_GOAL_
Return every one of the rows below word for word, leaving the pictures out of your answer.
########
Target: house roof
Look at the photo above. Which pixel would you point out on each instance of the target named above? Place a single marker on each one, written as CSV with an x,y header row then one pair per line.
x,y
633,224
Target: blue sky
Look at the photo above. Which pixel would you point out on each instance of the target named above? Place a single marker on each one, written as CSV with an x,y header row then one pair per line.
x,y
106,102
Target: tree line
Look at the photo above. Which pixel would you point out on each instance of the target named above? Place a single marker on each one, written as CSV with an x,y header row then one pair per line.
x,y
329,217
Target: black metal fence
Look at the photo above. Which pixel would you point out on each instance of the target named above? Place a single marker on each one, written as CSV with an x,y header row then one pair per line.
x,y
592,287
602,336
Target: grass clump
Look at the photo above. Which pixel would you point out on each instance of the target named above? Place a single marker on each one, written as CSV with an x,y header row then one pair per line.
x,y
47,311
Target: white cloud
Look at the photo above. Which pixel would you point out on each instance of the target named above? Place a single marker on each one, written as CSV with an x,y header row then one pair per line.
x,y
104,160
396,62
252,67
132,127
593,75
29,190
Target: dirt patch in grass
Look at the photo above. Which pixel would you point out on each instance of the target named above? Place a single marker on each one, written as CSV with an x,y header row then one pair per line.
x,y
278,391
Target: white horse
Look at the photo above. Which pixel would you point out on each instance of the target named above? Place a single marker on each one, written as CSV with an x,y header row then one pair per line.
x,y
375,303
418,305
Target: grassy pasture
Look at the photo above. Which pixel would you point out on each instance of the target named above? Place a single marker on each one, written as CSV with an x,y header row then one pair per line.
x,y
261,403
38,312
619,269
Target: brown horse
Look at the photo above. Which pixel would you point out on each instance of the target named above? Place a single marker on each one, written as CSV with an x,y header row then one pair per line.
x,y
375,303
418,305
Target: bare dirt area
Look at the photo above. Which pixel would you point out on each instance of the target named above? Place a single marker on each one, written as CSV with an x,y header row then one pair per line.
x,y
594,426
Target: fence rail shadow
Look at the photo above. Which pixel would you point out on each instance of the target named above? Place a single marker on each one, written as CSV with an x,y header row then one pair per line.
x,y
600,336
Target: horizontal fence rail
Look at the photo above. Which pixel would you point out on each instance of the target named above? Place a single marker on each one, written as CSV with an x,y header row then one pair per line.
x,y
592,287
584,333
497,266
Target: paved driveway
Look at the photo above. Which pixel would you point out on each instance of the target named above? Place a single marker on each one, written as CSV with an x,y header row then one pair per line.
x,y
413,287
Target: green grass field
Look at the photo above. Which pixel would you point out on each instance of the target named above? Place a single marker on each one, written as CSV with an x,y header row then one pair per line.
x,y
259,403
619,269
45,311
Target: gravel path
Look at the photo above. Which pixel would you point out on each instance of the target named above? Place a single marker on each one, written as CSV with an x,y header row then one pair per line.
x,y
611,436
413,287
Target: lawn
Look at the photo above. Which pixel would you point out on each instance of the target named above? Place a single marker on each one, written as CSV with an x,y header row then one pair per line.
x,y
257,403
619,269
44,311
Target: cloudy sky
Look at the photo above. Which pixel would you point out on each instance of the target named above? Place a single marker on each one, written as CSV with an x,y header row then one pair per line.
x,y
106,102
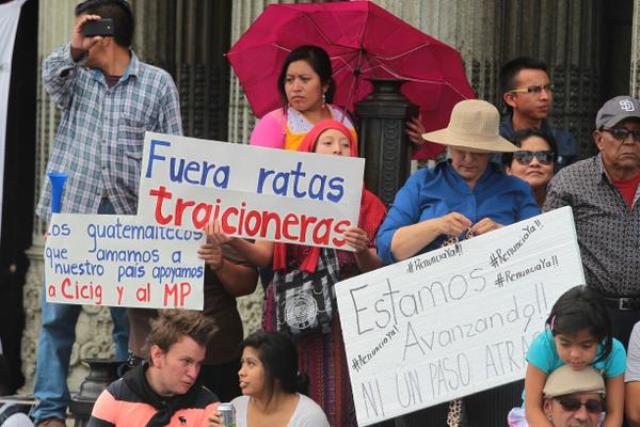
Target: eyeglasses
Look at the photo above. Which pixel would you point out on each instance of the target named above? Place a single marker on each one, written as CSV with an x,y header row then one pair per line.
x,y
525,157
537,90
572,404
621,134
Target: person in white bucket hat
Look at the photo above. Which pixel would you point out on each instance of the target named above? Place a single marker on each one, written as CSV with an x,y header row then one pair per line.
x,y
465,195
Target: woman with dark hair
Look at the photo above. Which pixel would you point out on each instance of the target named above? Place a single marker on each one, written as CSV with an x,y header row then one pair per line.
x,y
272,387
321,353
306,88
534,162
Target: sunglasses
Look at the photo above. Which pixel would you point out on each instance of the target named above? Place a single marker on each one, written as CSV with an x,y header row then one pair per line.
x,y
572,404
621,134
533,89
525,157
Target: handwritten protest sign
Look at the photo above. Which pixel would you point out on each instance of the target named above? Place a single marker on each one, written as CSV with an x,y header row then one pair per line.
x,y
254,192
122,261
457,320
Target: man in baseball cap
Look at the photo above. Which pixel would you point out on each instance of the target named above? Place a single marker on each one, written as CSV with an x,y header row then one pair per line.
x,y
574,398
603,192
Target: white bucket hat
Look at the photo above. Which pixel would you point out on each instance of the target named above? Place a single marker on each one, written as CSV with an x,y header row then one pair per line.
x,y
473,126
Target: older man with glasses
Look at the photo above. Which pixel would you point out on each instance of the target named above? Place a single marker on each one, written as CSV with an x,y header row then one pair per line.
x,y
574,398
528,96
603,192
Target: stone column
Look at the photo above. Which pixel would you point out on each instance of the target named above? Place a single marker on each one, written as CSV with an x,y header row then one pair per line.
x,y
94,325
########
_COMPLETED TASK_
Target: house roof
Look at the photo above. Which pixel would you point out on each instance of the target named above? Place a single marker on each one, written as CSV with an x,y header row then one pair per line.
x,y
633,224
Target: blue sky
Look at the photo above. Which pixel would you point out on each instance of the target named above? Place a single marker on each one, written as CSV with an x,y header row then one pair per line.
x,y
106,102
Target: tree line
Look at the photo above. Which pixel would you point out on each instance of the target named above? Place a single marker on each one, written as CSV with an x,y header row then one pair per line.
x,y
329,217
Target: black metal fence
Look at the photo above. Which pixel would you point out on each instance of the target named above? Place a single marker on each one, written as CSV with an x,y header row then one pair per line.
x,y
592,287
602,336
Target: grass clump
Look at the photo above. Which pixel would you point out on each instance of the target named above? Place a single marker on each one, written as CSV with an x,y header row then one pair per line.
x,y
47,311
Target: white cloud
Look at the photo above. Which pixel would you point out on each instance of the target named above? Place a single marker on each one, written as CSV with an x,y header row then one pair per line.
x,y
104,160
396,62
252,67
132,127
593,75
29,190
Target: dirt patch in grass
Look at the photo above. Which pixel would you point out on each instance of the target named above? Place a single marker on each one, written as CSV with an x,y header row then one pair per line.
x,y
278,391
Target: white horse
Look at the photo above. Which pixel would you point out on each instance of the target named above? Place a single marker on each one, written as CSV with an x,y header row then one pair per line.
x,y
375,303
418,305
Target: grassy pasture
Look at the photo above. Which pixel would you point out on each instance of the target named above? Place a single marker on each one, written as CSV with an x,y header row then one pair per line.
x,y
261,403
38,312
619,269
Target: brown horse
Look at the photo above. Which pixel would you point out on each instance of the target named above? Place a single marker on each one, written as CSV with an x,y header row then one pair per line.
x,y
375,303
418,305
Target: bare dirt area
Look at the photo above. Which pixel would you point out on each instance of the target named above? Place a single marker on each one, written as CSV with an x,y header row then one pair per line.
x,y
594,426
Target: fence rail shadow
Look at the photo above. Which pixel would you point out on each instance of the target named above? Place a single marker on each one, written as CSV with an x,y header row then one pair per line.
x,y
600,336
Target: horizontal fence rail
Look at the photo above. Which pixel would you point out on each instance of the target named above? Place a single marker on each one, written as CSV with an x,y header row then one pair per line.
x,y
592,287
584,333
497,266
Target: paved driveway
Look at the photo above. Which pixel would you point out on each instance of the target named above? Place a single marker on each one, written as CSV with an x,y header row then one pair per line.
x,y
413,287
Target: green grass field
Look at the photo above. Which pixel would you point out on each instance of the target named above? Place a single marker on each one, written as CSV with an x,y header row then one pair per line.
x,y
259,403
619,269
45,311
Target: gravel path
Look at the photo above. Which pixel would you point out on each instance of the target named above? Place a single marker on each one, written as CSV with an x,y header row then one pair per line.
x,y
611,436
413,287
Target: lawn
Look at the photo above. Which pixel would you point out on each instance of the target named above? Place a single marker on each one, written as CSV with an x,y header row then one pair per line.
x,y
257,403
619,269
44,311
Target: cloudy sky
Look at the photo above. Which pixel would you point out on each instance of the target named above? Place a single marker on each one, written as CSV with an x,y header row then one pair per line.
x,y
106,102
Target: eyeglasses
Look at the photo above. Which pixel would you point out on each instance of the target named above? Place a single marker on each one, written as CSV with an x,y header row then one pair per line.
x,y
525,157
537,90
572,404
621,134
Target: person in white bucket hat
Look at the photo above. Which pixel would you point out on each instance of the target named above? Place a single marker on each one, written as CSV with an x,y header row then one pair per line.
x,y
465,195
Target: woman with dark hair
Look at the photo above. Which pixel would you point out on each instance of the target named above? Place a single marker on each one, written as CSV with an x,y header row then one pair per line.
x,y
272,387
321,353
306,88
534,162
Target: sunglasses
Look at the photo above. Which pixel would you point out on each instance of the target named above? Place a single marker on each one, written as CSV with an x,y header row then one pair per line.
x,y
572,404
621,134
533,89
525,157
Target: handwritten protest sign
Look at the photo above. Which pixel would you point out on each instance of the target named above? Place a single marker on each one, written as CSV with an x,y header row then one pair per line.
x,y
254,192
122,261
457,320
Target: man in baseball cap
Look at the photo above. Which pixel would you point out on each instance of the target named above? Place a single marker on each one, written as CSV with an x,y header row then one pair per line.
x,y
574,398
603,192
Target: white bucket hat
Look at the photo above. Which pixel would you point out on each instance of the target named above? Place a single marker on each one, written as CSV with an x,y header row then one pair per line.
x,y
473,126
Target: older man with glasses
Look at the photo above. Which pixel would you point out on each instance of the target named above? Place a single marker on each one, written as CSV with an x,y header row then one pair per line.
x,y
574,398
528,96
603,192
Target: stone column
Look at the photo above. Which pixel would you point out on each instance of the target named above? Place a single marker on each one, written as CSV with an x,y header row then one pair per line.
x,y
94,325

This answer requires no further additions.